» EXCERPTED PASSAGE:
↓

First, the research model of Ghapanchi and Aurum [7] is presented in Figure 1. This study utilized the partial least square (PLS) method to determine the positive influence of the four competencies of the theory of competency rallying (TCR) on the OSS project performance. Within the context of OSS, TCR covers a process of rallying the individual developers with capabilities to respond to new customer needs. The four capabilities of TCR—identification of market needs, marshalling of competencies, development of competencies, and managing cooperative work—are the independent variables of the research model; the OSS project performance, composed of developer interest and project efficiency, is the dependent variable. DEA was used in the analysis of project efficiency—the second component of project performance—with the number of developers and the project duration as inputs, and the number of released files as output. The subjects of the analysis were projects on the OSS development platform Sourceforge.net; in order to secure homogeneity, 607 projects in the software development category were selected.

Wray and Mathieu [8] selected 34 security-based OSS projects in Sourceforge.net as decision making units (DMUs) and utilized an input-oriented Banker–Charnes–Cooper (BCC) model. The model considered the number of developers and number of bug submitters as input variables, and the project rank, number of downloads, and kilobytes per download as output variables. Particularly, this research provides several implications in that it included bug submitters as well as the number of developers in the inputs, and qualitative indicators in the outputs. The present study also aims to reference this aspect and approach inputs and outputs from a multidimensional perspective.

Koch [9] utilized DEA to understand the influence of cooperation tools on the efficiency of OSS projects. First, two types of DMU groups were selected; the first group was composed of the top 30 projects sorted by Sourceforge.net rankings, and the other group was randomly compiled. The inputs involved the number of developers and the number of years, and the outputs were downloads, web hits, size in bytes, and lines of code. Efficiency was measured using the output-oriented BCC model.

Such existing literature have contributed to newly defining the efficiency of OSS projects, which are clearly segregated from traditional closed-source software, but have limitations in two aspects.

↑

» ENTRIES:
↓

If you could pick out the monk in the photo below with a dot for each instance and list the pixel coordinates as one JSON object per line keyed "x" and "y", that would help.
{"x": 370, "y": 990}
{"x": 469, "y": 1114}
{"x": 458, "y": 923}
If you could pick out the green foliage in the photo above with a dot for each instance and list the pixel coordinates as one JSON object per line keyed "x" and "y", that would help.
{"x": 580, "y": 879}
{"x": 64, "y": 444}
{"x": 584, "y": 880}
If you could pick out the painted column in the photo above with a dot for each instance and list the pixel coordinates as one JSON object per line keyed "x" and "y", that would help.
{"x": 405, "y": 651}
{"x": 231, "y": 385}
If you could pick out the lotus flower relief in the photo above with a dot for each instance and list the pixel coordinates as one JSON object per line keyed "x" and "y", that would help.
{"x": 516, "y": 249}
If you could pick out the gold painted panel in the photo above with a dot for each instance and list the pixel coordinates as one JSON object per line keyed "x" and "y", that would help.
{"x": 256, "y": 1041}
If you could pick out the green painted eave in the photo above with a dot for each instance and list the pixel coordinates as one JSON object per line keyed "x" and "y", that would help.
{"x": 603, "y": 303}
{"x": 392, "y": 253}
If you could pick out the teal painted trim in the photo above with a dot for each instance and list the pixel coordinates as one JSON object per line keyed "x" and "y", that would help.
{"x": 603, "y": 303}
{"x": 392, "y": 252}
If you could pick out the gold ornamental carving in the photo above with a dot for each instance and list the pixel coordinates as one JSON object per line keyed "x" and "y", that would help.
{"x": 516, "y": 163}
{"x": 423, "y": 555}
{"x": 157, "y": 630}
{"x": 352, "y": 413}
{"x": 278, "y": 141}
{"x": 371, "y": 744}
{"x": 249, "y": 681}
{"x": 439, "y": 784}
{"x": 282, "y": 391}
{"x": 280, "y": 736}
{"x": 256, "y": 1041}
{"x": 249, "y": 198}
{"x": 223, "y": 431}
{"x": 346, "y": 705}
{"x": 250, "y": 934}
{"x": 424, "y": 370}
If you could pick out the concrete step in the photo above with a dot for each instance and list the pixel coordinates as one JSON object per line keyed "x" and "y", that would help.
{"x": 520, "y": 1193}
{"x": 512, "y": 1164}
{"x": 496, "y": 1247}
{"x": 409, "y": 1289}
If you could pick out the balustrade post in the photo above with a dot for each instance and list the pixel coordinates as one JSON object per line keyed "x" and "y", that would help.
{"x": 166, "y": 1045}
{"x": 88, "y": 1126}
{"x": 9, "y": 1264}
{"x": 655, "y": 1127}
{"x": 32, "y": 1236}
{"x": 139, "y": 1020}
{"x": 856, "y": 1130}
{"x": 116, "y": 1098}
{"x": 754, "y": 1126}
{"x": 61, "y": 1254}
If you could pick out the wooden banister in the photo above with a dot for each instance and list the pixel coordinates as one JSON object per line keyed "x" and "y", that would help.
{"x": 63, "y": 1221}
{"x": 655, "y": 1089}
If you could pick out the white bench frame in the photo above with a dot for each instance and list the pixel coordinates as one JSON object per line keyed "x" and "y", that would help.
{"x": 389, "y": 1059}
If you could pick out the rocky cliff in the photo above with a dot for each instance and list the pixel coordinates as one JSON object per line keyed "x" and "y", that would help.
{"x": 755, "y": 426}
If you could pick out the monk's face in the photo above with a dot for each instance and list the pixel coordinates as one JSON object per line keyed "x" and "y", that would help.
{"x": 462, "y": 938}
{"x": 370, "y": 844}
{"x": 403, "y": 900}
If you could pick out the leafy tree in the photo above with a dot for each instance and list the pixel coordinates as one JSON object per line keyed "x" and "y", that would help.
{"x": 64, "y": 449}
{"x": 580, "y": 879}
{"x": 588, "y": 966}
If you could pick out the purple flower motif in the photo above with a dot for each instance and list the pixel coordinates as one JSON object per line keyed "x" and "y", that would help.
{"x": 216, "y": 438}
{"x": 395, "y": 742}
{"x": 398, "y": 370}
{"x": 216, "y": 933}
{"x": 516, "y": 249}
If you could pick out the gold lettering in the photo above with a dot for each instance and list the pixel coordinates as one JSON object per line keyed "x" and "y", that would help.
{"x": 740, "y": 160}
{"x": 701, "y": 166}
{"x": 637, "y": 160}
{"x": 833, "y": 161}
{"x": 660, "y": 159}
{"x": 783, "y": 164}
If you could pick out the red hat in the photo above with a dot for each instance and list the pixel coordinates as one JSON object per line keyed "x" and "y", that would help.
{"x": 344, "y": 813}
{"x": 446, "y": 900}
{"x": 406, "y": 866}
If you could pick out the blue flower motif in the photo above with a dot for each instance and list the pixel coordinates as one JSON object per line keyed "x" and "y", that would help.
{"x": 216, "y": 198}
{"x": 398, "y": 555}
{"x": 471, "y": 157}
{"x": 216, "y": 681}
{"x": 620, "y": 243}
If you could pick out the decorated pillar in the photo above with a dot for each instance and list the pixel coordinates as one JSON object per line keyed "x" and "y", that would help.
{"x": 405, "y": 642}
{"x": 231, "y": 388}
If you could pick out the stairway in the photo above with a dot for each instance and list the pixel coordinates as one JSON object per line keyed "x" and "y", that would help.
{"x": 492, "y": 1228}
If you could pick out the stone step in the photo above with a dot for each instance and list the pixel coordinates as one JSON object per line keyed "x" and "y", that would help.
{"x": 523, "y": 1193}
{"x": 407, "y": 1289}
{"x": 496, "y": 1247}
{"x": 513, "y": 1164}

↑

» REQUESTS:
1. In the passage on open source software project efficiency, how many security-based projects did Wray and Mathieu select as decision making units?
2. Reproduce the passage on open source software project efficiency, everything from "Koch [9] utilized" down to "in two aspects.".

» ANSWERS TO THE TASKS:
1. They selected 34 security-based OSS projects in Sourceforge.net.

2.
Koch [9] utilized DEA to understand the influence of cooperation tools on the efficiency of OSS projects. First, two types of DMU groups were selected; the first group was composed of the top 30 projects sorted by Sourceforge.net rankings, and the other group was randomly compiled. The inputs involved the number of developers and the number of years, and the outputs were downloads, web hits, size in bytes, and lines of code. Efficiency was measured using the output-oriented BCC model.

Such existing literature have contributed to newly defining the efficiency of OSS projects, which are clearly segregated from traditional closed-source software, but have limitations in two aspects.